- _The problem_: Search term "with": please copy every line of the records below that contains it.

===== Given information

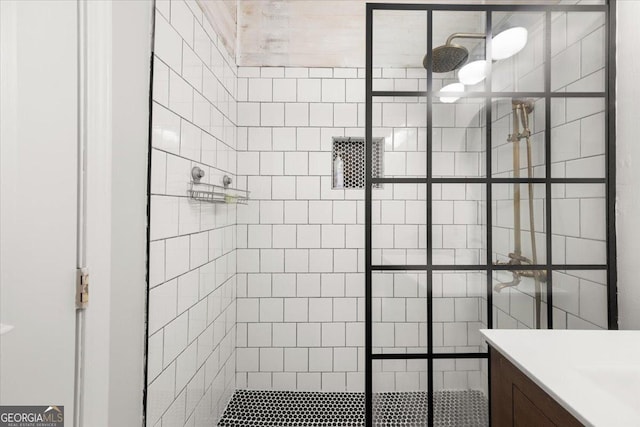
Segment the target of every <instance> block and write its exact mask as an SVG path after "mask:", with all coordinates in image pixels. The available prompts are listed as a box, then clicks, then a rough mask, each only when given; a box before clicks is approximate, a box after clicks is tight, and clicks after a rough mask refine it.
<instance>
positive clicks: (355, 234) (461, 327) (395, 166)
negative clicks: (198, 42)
mask: <svg viewBox="0 0 640 427" xmlns="http://www.w3.org/2000/svg"><path fill="white" fill-rule="evenodd" d="M270 73H271V69H270V68H254V67H240V68H239V70H238V75H239V78H238V85H239V87H242V88H241V89H239V94H242V95H240V96H244V98H239V103H238V111H239V125H240V126H241V127H239V129H238V135H239V140H240V139H241V138H242V135H246V144H243V143H241V142H240V141H239V144H238V150H239V151H238V172H239V182H240V183H241V185H244V184H245V183H246V185H247V186H248V189H249V190H251V191H252V199H253V201H252V202H251V203H250V204H249V205H247V206H239V212H238V300H237V301H238V319H237V320H238V327H237V334H238V338H237V344H238V356H237V357H238V363H237V386H238V387H239V388H242V387H248V388H282V387H285V386H286V387H289V388H290V389H294V390H322V391H336V390H340V391H345V390H346V391H362V390H363V387H364V383H363V378H364V377H363V372H364V349H363V344H364V323H363V320H364V275H363V272H364V250H363V248H364V234H363V233H364V191H363V190H362V189H349V190H333V189H331V169H332V168H331V149H332V137H343V136H347V137H348V136H353V137H362V136H363V132H364V129H363V126H364V78H363V77H364V70H362V69H342V68H335V69H307V68H297V69H295V70H291V72H289V69H288V68H286V69H285V74H284V76H285V77H284V78H283V77H276V78H270V77H268V75H269V74H270ZM377 74H378V75H379V76H380V75H381V74H382V72H381V70H377ZM392 74H393V75H392V76H391V77H388V78H380V79H378V80H379V82H386V81H390V82H391V83H389V84H390V85H391V86H393V85H395V86H398V87H404V86H403V84H404V83H403V82H407V84H410V83H411V82H413V81H414V80H415V86H416V90H417V88H418V86H420V87H426V80H425V77H426V76H425V74H424V72H423V71H422V72H420V71H419V70H404V69H397V70H394V73H392ZM409 81H411V82H409ZM440 84H441V83H438V85H440ZM376 101H378V100H376ZM381 101H383V102H376V103H375V104H374V107H375V110H374V136H375V137H380V138H383V139H384V144H385V148H384V159H383V170H384V173H385V176H426V152H425V151H426V109H425V103H424V102H422V103H420V101H424V99H419V100H416V99H411V98H398V99H392V98H389V99H384V100H381ZM281 106H283V107H281ZM436 106H437V109H440V110H439V111H440V113H439V115H438V117H440V119H439V122H438V123H437V124H436V128H434V147H436V150H437V154H439V155H440V154H441V155H442V157H441V158H439V159H438V161H437V162H436V163H437V164H438V166H439V168H440V169H441V170H442V171H443V172H442V175H443V176H447V175H448V176H473V177H478V176H482V175H483V174H484V169H483V167H484V150H485V144H484V133H483V132H482V123H483V120H484V116H483V114H484V112H483V108H481V107H482V104H481V103H478V102H476V101H469V102H466V103H460V104H459V105H456V106H446V105H442V104H436ZM282 108H283V109H284V122H282V121H281V120H280V113H279V111H281V110H282ZM274 110H277V111H278V120H272V118H273V116H271V115H270V116H268V117H267V118H265V112H266V111H274ZM243 114H246V115H247V116H248V117H246V118H243V117H242V115H243ZM443 135H444V136H443ZM465 155H467V157H465ZM374 192H375V195H374V198H375V199H376V201H375V202H374V224H376V226H375V230H374V263H380V264H382V263H386V264H389V263H393V264H406V263H409V264H411V263H414V264H424V263H426V226H425V225H424V224H425V222H426V212H427V209H426V201H425V200H426V188H425V186H424V185H423V186H418V185H414V184H406V185H384V186H383V187H382V188H380V189H376V190H374ZM434 195H437V197H436V198H437V199H438V202H436V203H443V205H442V206H441V207H442V209H439V208H438V209H435V210H434V211H435V212H438V215H439V217H440V219H441V222H439V223H438V224H437V225H435V226H434V232H435V234H436V235H438V236H440V237H439V238H438V239H436V240H437V249H436V252H438V255H437V258H438V259H440V260H441V261H442V263H449V264H453V263H478V262H479V259H480V258H481V256H482V255H481V253H482V248H483V247H486V243H485V242H484V235H485V232H484V231H483V230H484V228H483V225H482V224H483V223H484V221H485V220H484V212H485V209H484V208H483V206H484V200H485V198H484V194H483V191H482V190H481V189H480V190H479V189H478V188H476V186H469V188H466V187H465V186H464V185H463V186H462V188H456V186H448V187H446V188H445V189H444V190H443V189H442V188H441V187H440V186H438V188H437V189H436V188H434ZM441 200H442V201H441ZM443 228H446V231H445V233H444V234H445V236H446V238H445V240H444V242H443V239H442V235H443V232H442V229H443ZM381 276H386V277H387V278H388V280H387V279H385V280H384V281H383V282H384V286H381V287H380V290H379V292H380V294H379V295H376V299H375V301H374V318H375V321H376V327H375V328H374V329H375V330H374V332H376V339H378V340H379V343H376V344H375V345H376V346H377V349H376V350H380V351H391V350H394V351H401V352H415V351H426V299H425V298H426V276H425V275H424V274H401V273H398V274H393V275H389V274H387V275H381ZM472 277H473V279H471V278H472ZM478 277H481V276H480V275H478V274H476V275H471V274H468V275H467V274H462V275H457V277H456V280H457V285H458V286H457V287H456V286H455V285H454V284H453V283H449V282H452V280H449V281H448V284H449V287H448V288H447V289H446V290H445V291H442V290H441V291H440V292H441V294H439V295H438V298H439V299H442V300H443V301H445V304H450V305H451V313H450V314H451V319H449V318H446V317H443V318H438V319H437V321H438V323H437V325H436V329H437V330H438V332H437V333H438V336H437V344H436V345H437V346H438V347H439V351H458V352H463V351H480V338H479V335H478V333H477V330H478V329H479V328H480V327H481V325H482V324H483V323H482V322H483V321H484V324H486V308H485V307H486V297H482V296H481V295H482V292H483V291H484V290H485V289H486V285H480V284H479V283H480V282H481V280H480V281H479V280H478ZM456 280H454V282H455V281H456ZM441 282H442V280H440V282H439V283H441ZM383 288H384V289H383ZM441 288H442V286H441ZM456 310H457V311H456ZM454 313H455V314H454ZM443 316H444V315H443ZM483 316H484V317H483ZM445 325H446V326H445ZM258 331H259V332H258ZM378 331H380V332H378ZM422 365H424V366H422ZM422 365H420V364H416V363H408V364H407V363H401V364H397V363H396V364H394V363H388V364H384V365H381V369H382V371H381V372H382V373H383V374H384V375H390V379H389V381H390V384H392V385H393V387H395V388H394V389H395V390H409V389H411V385H412V384H413V382H414V381H415V380H416V378H418V377H420V378H422V382H421V384H422V386H423V388H424V387H426V382H425V381H426V372H425V370H426V365H425V364H422ZM456 369H457V368H456V366H455V365H452V368H451V370H452V371H453V372H455V371H456ZM479 372H480V371H479V367H478V371H477V372H476V375H478V376H479ZM283 374H287V375H286V376H283ZM416 374H417V376H416ZM465 375H466V373H465ZM465 378H466V377H465ZM472 380H473V378H471V377H470V379H469V380H468V381H465V383H464V384H465V387H468V386H471V385H473V386H474V387H475V386H476V385H477V384H476V383H479V381H475V383H474V382H473V381H472ZM418 385H419V384H418ZM479 388H480V387H479ZM415 389H418V388H415Z"/></svg>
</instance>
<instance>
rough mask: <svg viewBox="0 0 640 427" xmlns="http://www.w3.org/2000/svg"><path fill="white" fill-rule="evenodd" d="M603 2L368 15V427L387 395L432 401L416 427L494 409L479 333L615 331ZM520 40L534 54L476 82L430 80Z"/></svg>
mask: <svg viewBox="0 0 640 427" xmlns="http://www.w3.org/2000/svg"><path fill="white" fill-rule="evenodd" d="M593 3H594V2H590V4H589V5H556V6H551V7H543V6H466V5H465V6H462V5H461V6H450V5H436V6H434V5H393V4H383V5H381V4H370V5H368V9H367V69H366V108H365V111H366V117H365V132H366V133H365V140H372V139H373V138H384V139H385V141H386V145H385V153H384V176H383V177H376V176H375V175H373V176H371V179H370V182H369V185H370V187H367V188H365V214H364V215H365V218H364V220H365V221H364V222H365V239H366V240H365V301H364V304H365V325H366V329H365V340H366V346H365V396H366V399H365V407H366V409H365V414H366V416H367V417H369V418H368V422H372V421H373V422H374V423H375V422H376V420H377V416H378V413H379V410H380V405H381V402H382V400H381V399H382V397H383V396H385V394H386V393H389V392H396V393H398V392H407V391H412V392H416V391H423V392H426V394H427V396H429V399H428V402H427V406H428V408H427V410H426V411H425V412H424V413H423V419H422V420H420V422H419V423H418V424H423V425H430V426H431V425H447V423H448V422H452V420H454V419H455V415H454V414H459V413H460V411H462V412H465V411H470V410H472V408H471V407H470V406H469V407H467V408H464V407H458V408H456V410H454V409H452V408H448V407H446V406H443V405H439V404H438V403H437V402H438V393H440V392H441V390H468V391H469V392H472V391H474V390H476V391H477V390H480V391H481V392H482V393H483V394H484V395H485V396H487V383H488V378H487V376H488V375H487V374H488V372H487V348H486V344H484V343H483V342H482V340H481V337H480V334H479V329H481V328H579V329H584V328H607V327H614V328H615V327H616V324H615V320H614V319H615V316H614V314H615V313H614V310H611V309H610V308H611V307H613V308H614V309H615V287H614V285H613V282H614V280H615V272H614V270H613V269H612V268H610V266H608V265H607V264H608V259H609V257H610V256H611V253H612V251H613V246H611V242H608V241H607V237H606V232H605V231H606V229H607V226H608V224H611V222H610V221H613V219H612V218H611V217H608V215H610V211H609V212H608V211H607V184H608V183H609V180H608V179H607V177H608V174H607V150H608V149H610V147H611V145H609V143H611V144H612V143H613V141H612V140H610V139H609V138H608V135H607V129H608V127H607V118H608V113H607V110H606V108H605V105H607V101H608V100H609V99H610V98H609V93H608V91H607V87H608V85H609V84H610V82H609V81H608V78H607V77H608V72H609V71H608V68H607V48H606V43H607V25H606V22H607V7H606V6H605V5H595V4H593ZM514 27H523V28H525V29H526V33H527V39H526V45H525V47H524V48H523V49H522V50H520V51H519V52H518V53H516V54H515V55H512V56H510V57H506V58H501V57H498V56H494V57H493V61H491V60H489V61H484V62H482V68H481V70H480V71H481V72H480V73H479V77H478V76H477V75H476V78H475V80H473V81H470V82H469V81H464V79H463V73H464V72H465V68H466V67H465V68H462V69H460V70H457V71H451V72H444V73H442V72H438V73H436V72H435V71H434V72H432V71H431V64H435V62H436V60H441V59H442V56H441V55H442V54H441V53H439V52H438V51H439V50H440V49H443V48H442V47H440V46H442V45H445V43H446V44H447V45H448V44H449V43H450V42H449V41H447V39H449V36H451V35H453V34H457V33H462V34H461V35H459V36H458V38H455V43H460V44H463V45H464V46H465V47H466V48H467V50H468V51H469V56H470V59H469V61H483V60H484V58H490V57H492V52H493V50H492V49H496V51H497V50H498V49H499V48H500V46H499V45H498V42H495V43H493V42H492V40H494V41H495V40H498V38H499V34H500V33H501V32H502V31H505V30H507V29H510V28H514ZM407 28H411V30H409V31H408V30H407ZM469 35H471V37H469ZM398 51H400V52H401V55H398V53H397V52H398ZM439 55H440V56H439ZM423 57H424V63H425V67H426V68H425V69H423V68H417V69H416V68H409V67H410V64H416V63H419V60H421V59H423ZM445 59H447V60H448V59H450V58H445ZM476 74H478V73H476ZM390 77H392V78H390ZM458 79H460V81H464V82H465V86H464V87H463V90H462V91H461V90H460V89H457V90H456V91H454V90H453V89H451V88H452V86H450V84H452V83H457V82H458ZM367 154H368V155H369V156H372V154H373V153H372V151H368V153H367ZM368 160H369V159H368ZM372 164H373V161H372V159H370V160H369V161H368V162H367V173H369V172H370V171H371V166H372ZM374 185H377V186H382V187H383V188H376V187H374ZM610 203H611V202H610ZM609 206H611V205H610V204H609ZM608 245H609V246H608ZM608 283H609V285H610V286H607V284H608ZM608 315H609V316H608ZM485 404H486V403H485ZM448 412H450V414H451V416H450V417H449V418H447V417H446V416H445V417H443V414H444V413H448ZM443 419H444V420H445V421H443ZM457 423H458V425H463V424H464V423H462V422H461V421H457ZM455 424H456V422H455V421H454V422H453V425H455Z"/></svg>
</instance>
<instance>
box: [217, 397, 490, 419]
mask: <svg viewBox="0 0 640 427" xmlns="http://www.w3.org/2000/svg"><path fill="white" fill-rule="evenodd" d="M433 403H434V412H435V413H434V425H436V426H441V427H449V426H451V427H476V426H487V425H489V421H488V419H489V418H488V410H487V398H486V397H485V396H484V394H483V393H482V392H480V391H476V390H462V391H457V390H455V391H454V390H444V391H437V392H435V393H434V402H433ZM374 409H375V413H374V418H373V425H374V426H378V427H382V426H385V427H387V426H425V425H426V423H427V393H426V392H389V393H377V394H376V395H374ZM218 426H223V427H227V426H237V427H240V426H292V427H293V426H295V427H305V426H308V427H311V426H313V427H317V426H345V427H346V426H364V394H363V393H339V392H304V391H263V390H237V391H236V392H235V393H234V394H233V397H232V398H231V401H230V402H229V405H228V406H227V409H226V410H225V411H224V414H223V416H222V419H221V420H220V422H219V423H218Z"/></svg>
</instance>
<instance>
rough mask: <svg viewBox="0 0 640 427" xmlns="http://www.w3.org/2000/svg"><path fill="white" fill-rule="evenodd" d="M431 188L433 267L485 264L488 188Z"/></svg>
mask: <svg viewBox="0 0 640 427" xmlns="http://www.w3.org/2000/svg"><path fill="white" fill-rule="evenodd" d="M432 188H433V202H432V229H431V230H432V250H433V263H434V264H436V265H479V264H484V263H486V253H487V252H486V248H487V242H486V234H487V233H486V230H487V228H486V223H487V221H486V186H485V185H484V184H462V183H461V184H434V185H433V187H432Z"/></svg>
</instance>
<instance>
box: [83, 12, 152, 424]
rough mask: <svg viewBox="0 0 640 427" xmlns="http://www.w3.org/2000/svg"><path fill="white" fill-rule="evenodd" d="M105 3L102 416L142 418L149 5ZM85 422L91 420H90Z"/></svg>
mask: <svg viewBox="0 0 640 427" xmlns="http://www.w3.org/2000/svg"><path fill="white" fill-rule="evenodd" d="M111 5H112V20H113V22H112V28H113V30H112V31H113V39H112V49H113V50H112V52H113V57H112V61H113V62H112V77H113V87H112V105H113V113H112V121H113V125H112V129H113V131H112V138H113V140H112V166H111V173H112V182H111V220H112V223H111V298H110V300H111V322H110V323H111V325H110V340H111V343H112V345H111V347H110V351H109V358H110V362H109V365H110V371H111V373H112V375H110V380H109V421H108V424H109V425H112V426H115V425H122V426H124V425H139V424H140V423H141V422H142V417H141V415H142V403H143V402H142V396H143V395H142V393H143V388H144V377H143V374H144V371H143V366H144V357H145V355H144V342H145V330H144V323H145V318H146V313H145V311H146V274H147V272H146V268H145V260H146V250H147V248H146V240H147V234H146V230H147V198H146V194H147V181H148V180H147V172H148V168H147V167H146V164H147V161H148V154H149V148H148V147H149V88H150V86H149V80H150V68H151V24H152V17H153V16H152V13H153V2H151V1H135V2H118V1H114V2H111ZM90 420H92V418H90Z"/></svg>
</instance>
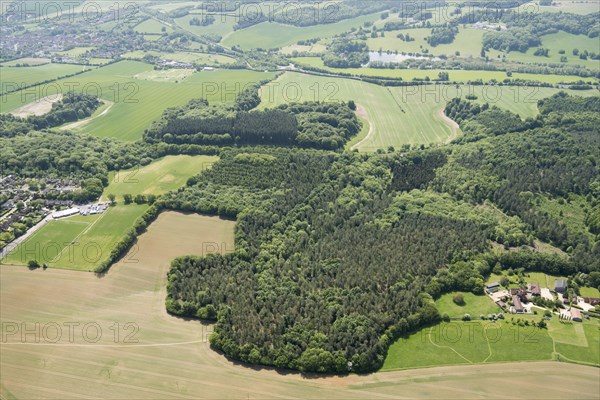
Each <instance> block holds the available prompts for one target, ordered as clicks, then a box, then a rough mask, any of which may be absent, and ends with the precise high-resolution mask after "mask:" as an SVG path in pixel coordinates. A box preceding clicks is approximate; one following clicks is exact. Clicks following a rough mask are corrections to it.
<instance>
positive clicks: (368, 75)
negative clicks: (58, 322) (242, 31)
mask: <svg viewBox="0 0 600 400" xmlns="http://www.w3.org/2000/svg"><path fill="white" fill-rule="evenodd" d="M292 61H293V62H295V63H296V64H298V65H299V66H302V65H306V66H309V67H315V68H320V69H323V70H326V71H330V72H332V73H343V74H350V75H354V76H365V77H374V78H395V79H397V78H401V79H402V80H404V81H407V82H411V81H412V80H413V79H426V78H429V79H431V80H434V79H437V78H438V74H439V73H440V72H448V73H449V79H450V81H451V82H464V83H466V82H469V81H475V80H478V79H481V80H482V81H483V82H486V83H487V82H490V81H496V82H502V81H504V80H505V79H523V80H530V81H538V82H544V83H550V84H553V85H554V84H558V83H563V82H564V83H573V82H579V81H581V80H583V81H586V82H587V81H589V82H597V79H595V78H581V77H580V76H576V75H542V74H526V73H519V72H514V73H513V74H512V76H511V77H510V78H509V77H508V76H507V75H506V72H504V71H467V70H441V69H389V68H369V67H363V68H332V67H327V66H325V64H323V60H321V58H320V57H297V58H293V59H292Z"/></svg>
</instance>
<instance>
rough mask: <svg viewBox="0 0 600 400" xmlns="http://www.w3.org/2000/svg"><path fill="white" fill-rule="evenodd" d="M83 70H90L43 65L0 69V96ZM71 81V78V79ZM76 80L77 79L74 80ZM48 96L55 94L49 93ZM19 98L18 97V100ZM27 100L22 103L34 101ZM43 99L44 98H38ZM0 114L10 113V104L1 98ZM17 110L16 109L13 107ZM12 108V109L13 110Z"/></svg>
mask: <svg viewBox="0 0 600 400" xmlns="http://www.w3.org/2000/svg"><path fill="white" fill-rule="evenodd" d="M83 69H90V67H83V66H81V65H70V64H45V65H39V66H36V67H5V66H3V67H0V86H1V87H0V94H4V93H6V92H8V91H10V90H14V89H15V87H17V85H18V86H29V85H34V84H36V83H40V82H45V81H49V80H54V79H56V78H58V77H61V76H65V75H71V74H74V73H76V72H79V71H82V70H83ZM71 79H72V78H71ZM75 79H77V78H75ZM48 94H55V92H51V93H48ZM20 97H21V96H19V98H20ZM26 97H27V98H28V99H29V100H28V101H25V102H23V104H21V105H24V104H27V103H28V102H31V101H33V100H35V99H32V97H33V96H31V95H28V96H26ZM40 97H45V96H40ZM0 102H1V103H0V104H1V107H2V112H8V111H11V110H9V109H8V108H5V107H10V104H7V102H6V98H4V97H2V99H1V100H0ZM14 108H18V107H14ZM14 108H13V109H14Z"/></svg>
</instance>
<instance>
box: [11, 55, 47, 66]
mask: <svg viewBox="0 0 600 400" xmlns="http://www.w3.org/2000/svg"><path fill="white" fill-rule="evenodd" d="M49 62H50V59H49V58H43V57H42V58H39V57H23V58H18V59H16V60H12V61H7V62H3V63H2V64H0V65H1V66H3V67H14V66H16V65H17V64H29V65H34V66H35V65H43V64H48V63H49Z"/></svg>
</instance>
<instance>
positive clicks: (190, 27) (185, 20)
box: [175, 13, 237, 38]
mask: <svg viewBox="0 0 600 400" xmlns="http://www.w3.org/2000/svg"><path fill="white" fill-rule="evenodd" d="M193 18H202V16H201V15H198V14H191V13H190V14H189V15H186V16H185V17H181V18H176V19H175V23H176V24H177V26H179V27H180V28H181V29H183V30H186V31H188V32H191V33H193V34H195V35H217V36H220V37H222V38H223V37H226V36H227V35H229V34H231V33H233V32H234V30H233V26H234V25H235V24H236V22H237V17H236V16H234V15H226V14H223V15H215V22H214V23H213V24H211V25H208V26H198V25H190V20H192V19H193Z"/></svg>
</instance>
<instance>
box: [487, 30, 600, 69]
mask: <svg viewBox="0 0 600 400" xmlns="http://www.w3.org/2000/svg"><path fill="white" fill-rule="evenodd" d="M538 48H545V49H549V50H550V52H549V55H548V57H539V56H534V55H533V53H534V52H535V50H536V49H538ZM573 49H579V51H581V52H583V51H584V50H587V51H588V52H590V53H592V52H593V53H596V54H598V53H600V41H599V40H598V38H589V37H587V36H585V35H573V34H571V33H567V32H563V31H561V32H558V33H552V34H550V35H545V36H542V44H541V45H540V46H539V47H532V48H530V49H529V50H527V52H525V53H521V52H518V51H513V52H510V53H502V52H499V51H496V50H492V51H490V53H489V56H490V58H497V57H498V55H500V56H502V55H506V59H507V60H509V61H518V62H523V63H546V64H552V63H553V64H563V63H561V61H560V58H561V56H566V57H567V62H566V63H564V64H565V65H573V64H576V65H582V66H586V67H588V68H590V69H592V70H596V71H597V70H598V69H599V68H600V61H598V60H595V61H594V60H591V59H588V60H581V59H579V56H574V55H573ZM559 50H564V51H565V54H559Z"/></svg>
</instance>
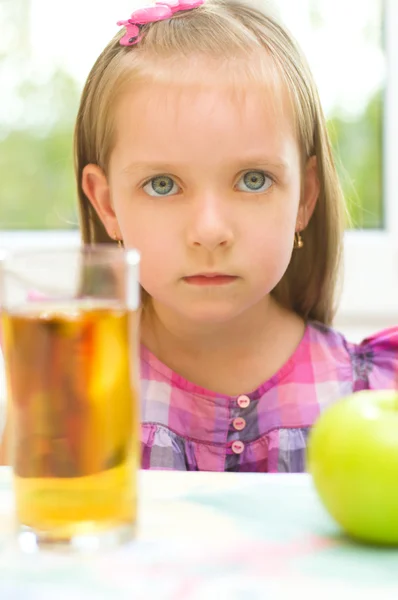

==========

- _Exercise output_:
Segment the target of every <instance> block and write its exact mask as an SVG path after "mask:", with all coordinates in image pixels. The available prompts are listed as a box, then clicks, then a rough mask, each only when given; a box before clicks is approximate, a box after clicks is tight, and clicks after a rough mask refine it.
Each <instance> block holds the available prompts for one target, ordered as clicks, then a box, then a rough mask, any of which may be absent, and ends with the precise high-resolution mask after "mask:" as an SVG path in pixel coordinates. A box preceding clicks is approximate; one following clicks is exact. Clicks following a rough mask are corrections to it.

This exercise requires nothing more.